--- Text ---
--*--
Alisma (Ze Xie)
Botanical Name: Alismatis orientalis
Ancient Chinese texts indicate that alisma promotes an easy labor, fertility and stimulates the female sexual and generative organs. It is considered a pure Kidney tonic. Extracts are showing anticancer properties.
Below is an overview of Alisma, combining and interpreting the best of Western Science, Traditional Chinese Medicine (TCM), Shamanism, Folklore and more. Gain a balanced and thorough understanding of the healing properties of Alisma.
Western Name: Alisma
Also Known As: Water Plantain, Devil’s Spoons, Thumbwort
Organs/Systems: Bladder, Female Genitalia
Key Western Actions & Medicinal Uses: Diuretic, Antibacterial, Refrigerant, Rubefacient.
Pin Yin: Ze Xie
Also Known As: Translates as “Marsh Drain.”
Meridians: Kidney, Bladder
Key TCM Actions & Medicinal Uses: Drains Dampness/Promotes Urination and Leaches out Dampness: Urinary difficulty, edema, and diarrhea. Drains Kidney Fire: Kidney yin deficiency with patterns of dizziness and tinnitus, bladder infection, leukeria, relieve excess phlegm leading to bloating. Lowers Cholesterol and Blood Sugar.
Parts Most Frequently Used: Rhizomes, Tubers, Leaves, Seeds
Flavors/Temps: Sweet, Bland, Cold
Caution: Long term use can irritate the intestinal tract. Fresh root and leaves are toxic.
History/Folklore: In classic Chinese texts, alisma is prescribed as an adjunctive herb for wasting and thirsting disorder. While there are several subspecies of plantain around the world, they all have similar medicinal uses. The leaves can be used externally to treat bruises and swellings. It is commonly used in China in preparations to improve kidney balance and general health. In Japan and China, the herb is often combined with antibiotics to treat kidney infections without any negative interactions.
Ancient Taoist Chinese texts say that if “taken for a long time, the eye and ear become acute, hunger is not felt, life is prolonged, the body becomes light, the complexion radiant, and one can walk upon water (a reference to spiritual powers as well as the plants habitat in watery areas).”
--*--
--- Given data ---
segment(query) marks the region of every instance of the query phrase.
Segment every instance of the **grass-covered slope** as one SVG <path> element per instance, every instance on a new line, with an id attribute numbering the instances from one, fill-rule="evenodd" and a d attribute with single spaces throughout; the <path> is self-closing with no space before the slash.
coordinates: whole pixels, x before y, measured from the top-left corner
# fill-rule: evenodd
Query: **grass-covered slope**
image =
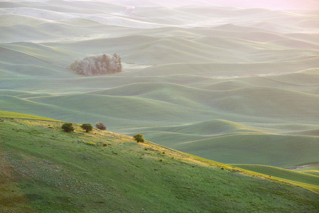
<path id="1" fill-rule="evenodd" d="M 252 164 L 234 164 L 247 170 L 269 175 L 271 177 L 285 179 L 293 184 L 307 187 L 319 193 L 319 177 L 307 173 L 296 172 L 273 166 Z M 315 172 L 313 171 L 315 174 Z"/>
<path id="2" fill-rule="evenodd" d="M 0 122 L 0 212 L 315 212 L 319 195 L 75 124 Z"/>
<path id="3" fill-rule="evenodd" d="M 28 114 L 12 112 L 12 111 L 0 111 L 0 118 L 60 121 L 52 119 L 31 115 L 31 114 Z"/>

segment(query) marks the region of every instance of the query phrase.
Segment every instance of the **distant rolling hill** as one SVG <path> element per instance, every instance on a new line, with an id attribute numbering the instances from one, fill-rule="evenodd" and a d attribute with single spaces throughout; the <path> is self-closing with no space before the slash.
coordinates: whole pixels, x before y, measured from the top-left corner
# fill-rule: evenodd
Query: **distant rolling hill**
<path id="1" fill-rule="evenodd" d="M 304 188 L 311 189 L 307 183 L 317 176 L 301 173 L 298 180 L 305 182 L 291 185 L 130 136 L 96 129 L 86 133 L 76 124 L 75 132 L 66 133 L 60 122 L 19 116 L 26 118 L 16 114 L 0 121 L 4 212 L 315 212 L 319 207 L 319 195 Z"/>
<path id="2" fill-rule="evenodd" d="M 282 2 L 1 1 L 0 109 L 223 163 L 316 163 L 317 4 Z M 121 73 L 69 69 L 114 53 Z"/>

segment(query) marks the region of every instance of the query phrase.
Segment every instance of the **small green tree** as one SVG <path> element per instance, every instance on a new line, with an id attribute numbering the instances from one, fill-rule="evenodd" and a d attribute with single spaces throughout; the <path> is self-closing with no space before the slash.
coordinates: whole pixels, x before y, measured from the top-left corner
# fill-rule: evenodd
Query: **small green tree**
<path id="1" fill-rule="evenodd" d="M 62 125 L 61 129 L 66 132 L 71 132 L 74 131 L 73 124 L 72 123 L 65 123 Z"/>
<path id="2" fill-rule="evenodd" d="M 93 126 L 92 126 L 92 124 L 90 123 L 82 124 L 81 126 L 80 126 L 80 127 L 85 130 L 86 132 L 89 132 L 93 130 Z"/>
<path id="3" fill-rule="evenodd" d="M 97 122 L 97 124 L 95 124 L 95 127 L 101 130 L 107 129 L 107 126 L 105 126 L 103 123 L 101 122 Z"/>
<path id="4" fill-rule="evenodd" d="M 134 138 L 135 141 L 137 141 L 137 143 L 145 141 L 144 136 L 142 134 L 138 133 L 134 136 L 133 137 Z"/>

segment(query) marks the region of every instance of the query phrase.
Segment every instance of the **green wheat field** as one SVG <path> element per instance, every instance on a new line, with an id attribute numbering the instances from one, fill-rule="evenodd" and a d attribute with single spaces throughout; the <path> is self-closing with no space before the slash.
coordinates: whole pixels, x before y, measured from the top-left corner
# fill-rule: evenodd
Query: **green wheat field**
<path id="1" fill-rule="evenodd" d="M 0 212 L 318 212 L 319 4 L 245 1 L 0 1 Z"/>

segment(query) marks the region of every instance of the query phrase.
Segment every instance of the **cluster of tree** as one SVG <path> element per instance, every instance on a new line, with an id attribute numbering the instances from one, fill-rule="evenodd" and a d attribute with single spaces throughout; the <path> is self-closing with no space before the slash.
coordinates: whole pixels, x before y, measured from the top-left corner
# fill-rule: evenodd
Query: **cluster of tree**
<path id="1" fill-rule="evenodd" d="M 76 60 L 70 67 L 77 74 L 99 75 L 121 72 L 121 57 L 114 53 L 87 56 L 81 60 Z"/>
<path id="2" fill-rule="evenodd" d="M 93 130 L 93 126 L 92 126 L 90 123 L 85 123 L 82 124 L 81 126 L 80 126 L 83 130 L 85 130 L 86 132 L 90 132 Z M 97 129 L 101 129 L 101 130 L 106 130 L 107 126 L 105 126 L 103 123 L 97 122 L 95 124 L 95 127 Z M 75 129 L 73 127 L 73 124 L 72 123 L 65 123 L 62 125 L 61 129 L 66 132 L 71 132 L 74 131 Z M 144 136 L 141 133 L 137 133 L 135 136 L 133 136 L 135 141 L 136 141 L 137 143 L 139 142 L 145 142 Z"/>
<path id="3" fill-rule="evenodd" d="M 101 130 L 106 130 L 107 126 L 105 126 L 103 123 L 97 122 L 95 124 L 95 126 L 97 129 Z M 80 126 L 83 130 L 85 130 L 86 132 L 92 131 L 93 130 L 93 126 L 92 126 L 90 123 L 82 124 Z M 65 123 L 62 125 L 61 129 L 66 132 L 74 131 L 75 129 L 73 127 L 73 124 L 72 123 Z"/>

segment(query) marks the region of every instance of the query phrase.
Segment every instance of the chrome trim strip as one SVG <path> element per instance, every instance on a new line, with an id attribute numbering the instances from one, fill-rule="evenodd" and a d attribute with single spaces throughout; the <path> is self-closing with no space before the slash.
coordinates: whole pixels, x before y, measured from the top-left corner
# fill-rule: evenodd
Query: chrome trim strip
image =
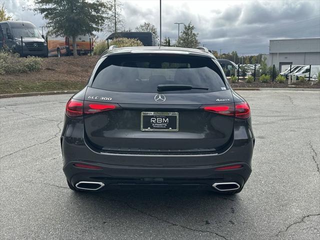
<path id="1" fill-rule="evenodd" d="M 79 184 L 98 184 L 100 185 L 100 186 L 98 188 L 96 188 L 96 189 L 86 188 L 80 188 L 80 186 L 78 186 Z M 91 190 L 92 191 L 96 191 L 101 188 L 103 188 L 104 186 L 104 184 L 103 182 L 80 182 L 76 184 L 76 188 L 77 188 L 82 189 L 83 190 Z"/>
<path id="2" fill-rule="evenodd" d="M 235 188 L 225 189 L 225 190 L 222 190 L 221 189 L 219 189 L 216 187 L 216 186 L 218 186 L 219 185 L 226 185 L 226 184 L 234 184 L 234 185 L 236 185 L 237 188 Z M 231 191 L 232 190 L 236 190 L 239 189 L 240 188 L 240 185 L 239 185 L 236 182 L 216 182 L 216 183 L 212 185 L 212 186 L 214 188 L 218 190 L 222 191 L 222 192 L 224 192 L 224 191 Z"/>
<path id="3" fill-rule="evenodd" d="M 96 152 L 98 153 L 98 152 Z M 180 155 L 174 155 L 174 154 L 108 154 L 108 152 L 100 152 L 100 154 L 104 155 L 110 155 L 114 156 L 180 156 L 180 157 L 189 157 L 189 156 L 216 156 L 218 154 L 181 154 Z"/>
--*--
--- What is needed ---
Copy out word for word the passage of the alisma text between "Below is an" and "and Blood Sugar.", inclusive. Rely only on the text about alisma for what comes next.

--- Answer space ---
Below is an overview of Alisma, combining and interpreting the best of Western Science, Traditional Chinese Medicine (TCM), Shamanism, Folklore and more. Gain a balanced and thorough understanding of the healing properties of Alisma.
Western Name: Alisma
Also Known As: Water Plantain, Devil’s Spoons, Thumbwort
Organs/Systems: Bladder, Female Genitalia
Key Western Actions & Medicinal Uses: Diuretic, Antibacterial, Refrigerant, Rubefacient.
Pin Yin: Ze Xie
Also Known As: Translates as “Marsh Drain.”
Meridians: Kidney, Bladder
Key TCM Actions & Medicinal Uses: Drains Dampness/Promotes Urination and Leaches out Dampness: Urinary difficulty, edema, and diarrhea. Drains Kidney Fire: Kidney yin deficiency with patterns of dizziness and tinnitus, bladder infection, leukeria, relieve excess phlegm leading to bloating. Lowers Cholesterol and Blood Sugar.